◆ Problems to work on:
a – Reproduce the passage of the Stuart Craig obituary below verbatim, from "Those designs extended" up to and including "feel logically inhabited.".
b – Name every film for which the Stuart Craig obituary below says he won an Academy Award.
c – According to the Stuart Craig obituary below, why was his collaboration with set decorator Stephenie McMillan frequently cited? Answer in one to three sentences.

◆ Passage for review:
● ● ● ● ●

Stuart Craig, the British production designer whose work shaped films from Gandhi and The English Patient to the eight Harry Potter features, has died at 83 after living with Parkinson’s disease. His family said he died peacefully at home; tributes from longtime collaborators praised both his eye for detail and his generosity on set.
Across a career spanning more than four decades, Craig won three Academy Awards, for Gandhi (1982), Dangerous Liaisons (1988) and The English Patient (1996), and earned multiple additional nominations, including for four Harry Potter titles. Industry tallies also credit him with a broad record at the BAFTAs, where he notched double-digit nominations and several wins. Colleagues including producer David Heyman and director David Yates called him a singular builder of worlds whose leadership elevated every department around him.
Born in Norwich in 1942 and trained at the Royal College of Art, Craig worked his way through the art departments of 1960s and ’70s British productions before a breakthrough as production designer on The Elephant Man. He became a frequent partner to Richard Attenborough and Roland Joffé on large-scale historical dramas, then shifted gears with Notting Hill before embarking on the project that defined his late career. Beginning in 2001, Craig and his crew transformed a repurposed airfield at Leavesden into a vast workshop capable of generating Hogwarts, the Ministry of Magic and dozens of other sets that gave the Wizarding World its physical character.
Those designs extended beyond cinema. Craig helped develop the Wizarding World theme-park environments and later returned for the Fantastic Beasts films, translating his layered period aesthetic to new locations and eras. In memorials shared by peers and guilds, he was remembered as a meticulous draughtsman whose sketches anchored ambitious builds, and as a patient mentor who insisted that fantastical spaces feel logically inhabited.
Craig is survived by his wife, Patricia, two children and four grandchildren. His long collaboration with set decorator Stephenie McMillan—spanning The English Patient, Notting Hill and the entire Potter run—was frequently cited as central to his approach: elegance and wit in the small choices, clarity and scale in the grand ones.

● ● ● ● ●

◆ Supplied entries:
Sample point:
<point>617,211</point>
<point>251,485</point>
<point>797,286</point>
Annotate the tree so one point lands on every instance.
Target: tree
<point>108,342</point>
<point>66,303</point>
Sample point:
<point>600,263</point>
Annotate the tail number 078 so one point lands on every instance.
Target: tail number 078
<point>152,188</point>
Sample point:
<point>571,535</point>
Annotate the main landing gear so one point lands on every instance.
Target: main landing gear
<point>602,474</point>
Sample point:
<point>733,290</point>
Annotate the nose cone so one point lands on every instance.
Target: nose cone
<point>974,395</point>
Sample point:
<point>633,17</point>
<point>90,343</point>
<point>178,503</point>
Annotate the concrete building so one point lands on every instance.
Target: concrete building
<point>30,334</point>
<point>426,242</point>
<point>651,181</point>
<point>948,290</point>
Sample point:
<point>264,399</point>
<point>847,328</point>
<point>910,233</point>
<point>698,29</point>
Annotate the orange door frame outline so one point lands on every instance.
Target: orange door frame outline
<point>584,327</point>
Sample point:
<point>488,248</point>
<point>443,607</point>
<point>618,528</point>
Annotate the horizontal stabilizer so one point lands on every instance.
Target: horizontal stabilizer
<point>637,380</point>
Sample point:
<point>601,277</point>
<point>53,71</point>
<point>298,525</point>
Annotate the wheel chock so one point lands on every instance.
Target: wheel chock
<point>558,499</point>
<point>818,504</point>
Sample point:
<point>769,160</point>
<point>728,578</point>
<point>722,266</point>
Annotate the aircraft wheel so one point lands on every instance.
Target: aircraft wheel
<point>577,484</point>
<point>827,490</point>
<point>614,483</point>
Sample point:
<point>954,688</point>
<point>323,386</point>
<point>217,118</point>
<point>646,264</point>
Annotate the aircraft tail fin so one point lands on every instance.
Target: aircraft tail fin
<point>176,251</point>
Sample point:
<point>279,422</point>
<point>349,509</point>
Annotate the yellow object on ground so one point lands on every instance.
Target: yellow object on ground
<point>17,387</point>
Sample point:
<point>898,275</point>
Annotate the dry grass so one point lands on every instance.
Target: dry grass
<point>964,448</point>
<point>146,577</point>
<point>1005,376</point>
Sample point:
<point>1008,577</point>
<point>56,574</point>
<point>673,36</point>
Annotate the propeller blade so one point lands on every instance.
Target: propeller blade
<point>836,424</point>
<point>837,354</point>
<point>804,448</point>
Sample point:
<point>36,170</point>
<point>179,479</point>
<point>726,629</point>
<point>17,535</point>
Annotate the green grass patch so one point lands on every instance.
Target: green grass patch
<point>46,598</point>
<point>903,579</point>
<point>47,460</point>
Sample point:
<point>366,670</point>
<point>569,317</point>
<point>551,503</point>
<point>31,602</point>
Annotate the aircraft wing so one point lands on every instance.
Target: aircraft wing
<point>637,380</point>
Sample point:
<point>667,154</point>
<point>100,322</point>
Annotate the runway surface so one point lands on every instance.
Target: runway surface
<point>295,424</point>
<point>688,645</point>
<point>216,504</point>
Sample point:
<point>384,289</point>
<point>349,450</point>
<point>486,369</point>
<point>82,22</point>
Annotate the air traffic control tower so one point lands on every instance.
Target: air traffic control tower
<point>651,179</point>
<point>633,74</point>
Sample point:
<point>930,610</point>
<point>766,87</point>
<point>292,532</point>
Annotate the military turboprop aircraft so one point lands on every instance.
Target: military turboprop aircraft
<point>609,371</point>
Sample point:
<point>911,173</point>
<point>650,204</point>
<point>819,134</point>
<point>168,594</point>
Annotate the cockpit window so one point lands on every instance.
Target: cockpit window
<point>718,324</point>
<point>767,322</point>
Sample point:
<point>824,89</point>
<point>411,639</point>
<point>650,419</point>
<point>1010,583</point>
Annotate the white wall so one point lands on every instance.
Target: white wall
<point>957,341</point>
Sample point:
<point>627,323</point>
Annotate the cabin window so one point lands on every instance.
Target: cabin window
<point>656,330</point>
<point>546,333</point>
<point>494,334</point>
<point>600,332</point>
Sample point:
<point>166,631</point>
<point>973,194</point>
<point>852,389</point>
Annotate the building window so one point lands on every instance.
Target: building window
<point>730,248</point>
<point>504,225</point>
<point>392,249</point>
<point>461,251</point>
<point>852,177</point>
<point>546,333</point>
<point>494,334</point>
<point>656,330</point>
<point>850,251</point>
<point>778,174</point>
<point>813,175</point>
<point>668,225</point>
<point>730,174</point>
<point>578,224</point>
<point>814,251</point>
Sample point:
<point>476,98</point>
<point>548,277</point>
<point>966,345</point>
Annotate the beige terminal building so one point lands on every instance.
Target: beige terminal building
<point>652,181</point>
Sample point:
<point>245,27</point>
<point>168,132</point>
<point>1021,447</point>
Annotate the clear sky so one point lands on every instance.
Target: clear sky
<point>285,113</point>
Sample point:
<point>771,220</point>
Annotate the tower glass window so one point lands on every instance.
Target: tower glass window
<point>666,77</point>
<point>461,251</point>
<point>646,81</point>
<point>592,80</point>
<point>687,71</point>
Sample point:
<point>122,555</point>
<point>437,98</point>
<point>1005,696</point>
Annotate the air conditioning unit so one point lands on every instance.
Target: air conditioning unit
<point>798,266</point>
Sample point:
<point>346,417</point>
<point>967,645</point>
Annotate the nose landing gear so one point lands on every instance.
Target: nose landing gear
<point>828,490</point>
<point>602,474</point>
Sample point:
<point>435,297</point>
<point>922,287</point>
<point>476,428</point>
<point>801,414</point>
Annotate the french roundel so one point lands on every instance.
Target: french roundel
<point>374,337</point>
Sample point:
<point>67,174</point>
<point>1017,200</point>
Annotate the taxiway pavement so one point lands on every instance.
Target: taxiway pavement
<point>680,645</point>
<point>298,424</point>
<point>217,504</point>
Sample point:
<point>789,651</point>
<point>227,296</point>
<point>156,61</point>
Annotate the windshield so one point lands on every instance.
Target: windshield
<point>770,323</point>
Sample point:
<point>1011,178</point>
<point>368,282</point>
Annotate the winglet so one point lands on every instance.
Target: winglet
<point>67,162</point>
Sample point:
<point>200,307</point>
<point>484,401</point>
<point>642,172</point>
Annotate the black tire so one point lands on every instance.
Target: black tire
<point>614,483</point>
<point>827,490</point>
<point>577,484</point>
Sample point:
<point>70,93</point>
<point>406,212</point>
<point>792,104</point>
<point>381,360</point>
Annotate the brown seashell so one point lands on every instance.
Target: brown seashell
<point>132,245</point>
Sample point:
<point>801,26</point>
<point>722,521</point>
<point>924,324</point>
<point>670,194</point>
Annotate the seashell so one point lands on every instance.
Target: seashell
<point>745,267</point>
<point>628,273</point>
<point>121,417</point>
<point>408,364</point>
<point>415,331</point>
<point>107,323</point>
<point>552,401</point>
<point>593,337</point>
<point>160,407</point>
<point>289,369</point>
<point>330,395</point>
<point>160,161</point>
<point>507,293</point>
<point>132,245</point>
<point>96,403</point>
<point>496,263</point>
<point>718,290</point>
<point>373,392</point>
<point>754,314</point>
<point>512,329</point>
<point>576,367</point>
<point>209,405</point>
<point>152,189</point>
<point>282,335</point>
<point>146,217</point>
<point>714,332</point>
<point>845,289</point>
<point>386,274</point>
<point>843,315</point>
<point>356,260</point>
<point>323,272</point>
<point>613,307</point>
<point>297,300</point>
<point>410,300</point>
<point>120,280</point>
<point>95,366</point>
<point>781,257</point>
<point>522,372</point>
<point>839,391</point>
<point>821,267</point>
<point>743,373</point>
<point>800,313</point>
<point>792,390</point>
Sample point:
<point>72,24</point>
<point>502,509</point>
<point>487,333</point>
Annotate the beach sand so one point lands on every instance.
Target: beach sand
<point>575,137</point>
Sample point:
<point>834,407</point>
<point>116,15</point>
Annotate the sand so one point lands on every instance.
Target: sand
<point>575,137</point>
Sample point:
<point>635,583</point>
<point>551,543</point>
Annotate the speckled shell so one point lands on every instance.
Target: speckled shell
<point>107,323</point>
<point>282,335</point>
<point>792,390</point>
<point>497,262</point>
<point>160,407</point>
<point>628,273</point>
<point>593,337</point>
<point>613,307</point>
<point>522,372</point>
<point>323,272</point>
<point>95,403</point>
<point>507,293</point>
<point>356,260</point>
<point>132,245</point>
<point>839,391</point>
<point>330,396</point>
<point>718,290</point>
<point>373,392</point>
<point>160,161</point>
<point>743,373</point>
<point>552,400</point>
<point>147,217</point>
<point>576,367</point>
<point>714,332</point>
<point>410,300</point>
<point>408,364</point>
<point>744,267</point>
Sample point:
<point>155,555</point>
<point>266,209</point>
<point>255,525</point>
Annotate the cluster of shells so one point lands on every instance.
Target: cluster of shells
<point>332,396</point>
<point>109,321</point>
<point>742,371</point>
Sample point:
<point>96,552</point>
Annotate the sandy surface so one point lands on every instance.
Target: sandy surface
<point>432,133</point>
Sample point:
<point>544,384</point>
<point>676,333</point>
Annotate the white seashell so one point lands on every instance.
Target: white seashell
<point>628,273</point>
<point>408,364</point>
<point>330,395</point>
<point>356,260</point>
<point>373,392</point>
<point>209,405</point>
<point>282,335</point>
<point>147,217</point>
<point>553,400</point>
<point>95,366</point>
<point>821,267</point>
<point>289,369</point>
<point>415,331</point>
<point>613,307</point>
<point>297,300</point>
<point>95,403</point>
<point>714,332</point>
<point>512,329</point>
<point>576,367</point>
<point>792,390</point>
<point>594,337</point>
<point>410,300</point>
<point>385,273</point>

● ● ● ● ●

◆ Answers below:
a –
Those designs extended beyond cinema. Craig helped develop the Wizarding World theme-park environments and later returned for the Fantastic Beasts films, translating his layered period aesthetic to new locations and eras. In memorials shared by peers and guilds, he was remembered as a meticulous draughtsman whose sketches anchored ambitious builds, and as a patient mentor who insisted that fantastical spaces feel logically inhabited.

b – Gandhi (1982), Dangerous Liaisons (1988), The English Patient (1996)

c – The collaboration was cited as central to Craig's approach. That approach brought elegance and wit to the small choices and clarity and scale to the grand ones.